● EXERCISE DATA
--
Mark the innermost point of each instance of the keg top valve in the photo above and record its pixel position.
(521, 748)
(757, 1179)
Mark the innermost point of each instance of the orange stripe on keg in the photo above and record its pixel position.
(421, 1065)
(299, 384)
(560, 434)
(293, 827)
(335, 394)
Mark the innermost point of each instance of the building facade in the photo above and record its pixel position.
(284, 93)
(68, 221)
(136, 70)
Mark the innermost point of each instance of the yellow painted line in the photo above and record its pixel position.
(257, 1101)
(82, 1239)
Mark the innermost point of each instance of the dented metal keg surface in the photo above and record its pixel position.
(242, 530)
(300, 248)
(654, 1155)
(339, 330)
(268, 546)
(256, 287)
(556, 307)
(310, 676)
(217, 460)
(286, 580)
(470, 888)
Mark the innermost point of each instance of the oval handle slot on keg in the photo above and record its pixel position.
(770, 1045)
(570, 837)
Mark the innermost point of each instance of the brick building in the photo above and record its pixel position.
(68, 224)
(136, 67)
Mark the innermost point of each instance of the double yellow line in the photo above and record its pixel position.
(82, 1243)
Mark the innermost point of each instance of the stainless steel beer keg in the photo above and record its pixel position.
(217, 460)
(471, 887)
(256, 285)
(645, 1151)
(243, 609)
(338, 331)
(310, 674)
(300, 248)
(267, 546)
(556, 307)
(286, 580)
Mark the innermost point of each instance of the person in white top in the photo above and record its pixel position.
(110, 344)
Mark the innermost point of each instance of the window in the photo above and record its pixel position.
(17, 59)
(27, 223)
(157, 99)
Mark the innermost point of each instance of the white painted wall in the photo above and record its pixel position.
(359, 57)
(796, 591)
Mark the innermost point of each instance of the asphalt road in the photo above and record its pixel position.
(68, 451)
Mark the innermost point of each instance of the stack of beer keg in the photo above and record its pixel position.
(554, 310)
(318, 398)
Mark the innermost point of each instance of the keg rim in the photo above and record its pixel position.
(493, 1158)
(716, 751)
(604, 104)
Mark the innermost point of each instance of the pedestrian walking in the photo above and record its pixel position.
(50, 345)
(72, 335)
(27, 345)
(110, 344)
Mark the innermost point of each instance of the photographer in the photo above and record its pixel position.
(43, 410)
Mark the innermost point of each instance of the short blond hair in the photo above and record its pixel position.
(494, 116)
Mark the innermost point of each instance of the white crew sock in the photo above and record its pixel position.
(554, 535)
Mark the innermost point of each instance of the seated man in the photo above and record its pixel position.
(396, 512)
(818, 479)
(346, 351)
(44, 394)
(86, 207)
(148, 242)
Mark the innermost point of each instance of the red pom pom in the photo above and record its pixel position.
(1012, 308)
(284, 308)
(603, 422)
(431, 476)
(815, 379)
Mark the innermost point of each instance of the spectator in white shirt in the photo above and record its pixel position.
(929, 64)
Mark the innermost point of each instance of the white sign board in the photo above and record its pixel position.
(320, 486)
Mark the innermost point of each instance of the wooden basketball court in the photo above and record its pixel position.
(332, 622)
--
● REQUIREMENTS
Convert the material above into a two-column CSV with the header row instruction,points and one row per request. Put each request's text and its full answer in separate quoted fields, replacing any line breaks with spaces.

● OUTPUT FOR THIS EXERCISE
instruction,points
"Mark the innermost point of each instance of the keg top valve in the photo above and record its pixel position.","(521, 748) (757, 1179)"
"Mark the innermost point of each instance of the orange stripe on keg in the photo above and record its pixel position.","(421, 1065) (299, 384) (560, 434) (293, 827) (335, 394)"
"Mark the innermost point of each instance of the building facade in the photo above and record its pixel position.","(284, 93) (68, 221) (136, 70)"
"Mark the innermost point of each instance of the yellow painted line in the photo above and record its pixel position.","(257, 1101) (82, 1239)"
"Mark the innermost point of each instance of the dented metal keg surface in the photo above and record its pixel position.","(242, 530) (300, 248) (654, 1155) (339, 330) (268, 546) (256, 287) (556, 307) (310, 676) (217, 460) (286, 580) (470, 888)"
"Mark the innermost point of each instance of the oval handle slot on keg in the photo above and record its pixel position.","(770, 1045) (570, 837)"
"Mark the innermost point of each instance of the brick building in the photo above and record its pixel position.","(68, 224) (136, 67)"
"Mark the innermost point of each instance of the double yellow line in the photo above and record its pixel position.","(82, 1243)"
"Mark the innermost point of each instance of the stainless steel beer keg in the photo above and record its pixel position.","(217, 460) (471, 887) (256, 285) (645, 1151) (243, 609) (338, 331) (310, 674) (300, 248) (267, 546) (556, 307) (286, 580)"
"Mark the innermost point of each instance of the person in white top in the photo above and record its pixel position.","(110, 344)"
"Mark the innermost point of each instance of the window in the photo above and record its pixel position.","(17, 59) (27, 223) (157, 99)"
"Mark the innermost point of each instance of the white painted wall in the photo above and record its pixel position.","(359, 57) (796, 591)"
"Mark the innermost point of each instance of the asphalt road in the photo above and record its pixel position.","(68, 451)"
"Mark the innermost point of each instance of the stack of beer keg in the photo above and record its pixel position.","(554, 310) (318, 398)"
"Mark the innermost point of each instance of the keg rim in the photo above and record its pixel position.","(493, 1158) (716, 751) (604, 104)"
"Mark the innermost point of each instance of the pedestrian walking in the photo above and record its pixel position.","(50, 345) (72, 335) (27, 345) (110, 344)"
"Mark the innermost point of each instance of the photographer in the photo above and record its pixel position.","(43, 410)"
"Mark the innermost point of each instance of the short blond hair in the photo above and record its pixel position.","(494, 116)"
"Mark the innermost point of each instance of the white crew sock in the photo above and record its pixel position.","(554, 535)"
"Mark the innermost point of each instance of the seated man in the photo above and record its pixel position.","(396, 512) (818, 479) (346, 351) (44, 394) (86, 207) (148, 242)"
"Mark the innermost point of each instance of the red pom pom in the photo above and record its pixel position.","(1012, 308) (284, 308) (603, 422) (431, 476) (815, 379)"
"Mark the innermost point of each instance of the spectator in white shirt in the photo above and record its pixel position.","(929, 64)"
"Mark the innermost point of each instance of the white sign board in the photo above and record its pixel position.","(320, 486)"
"Mark the innermost point of each instance of the wooden basketball court in the photo above and record its pixel position.","(332, 622)"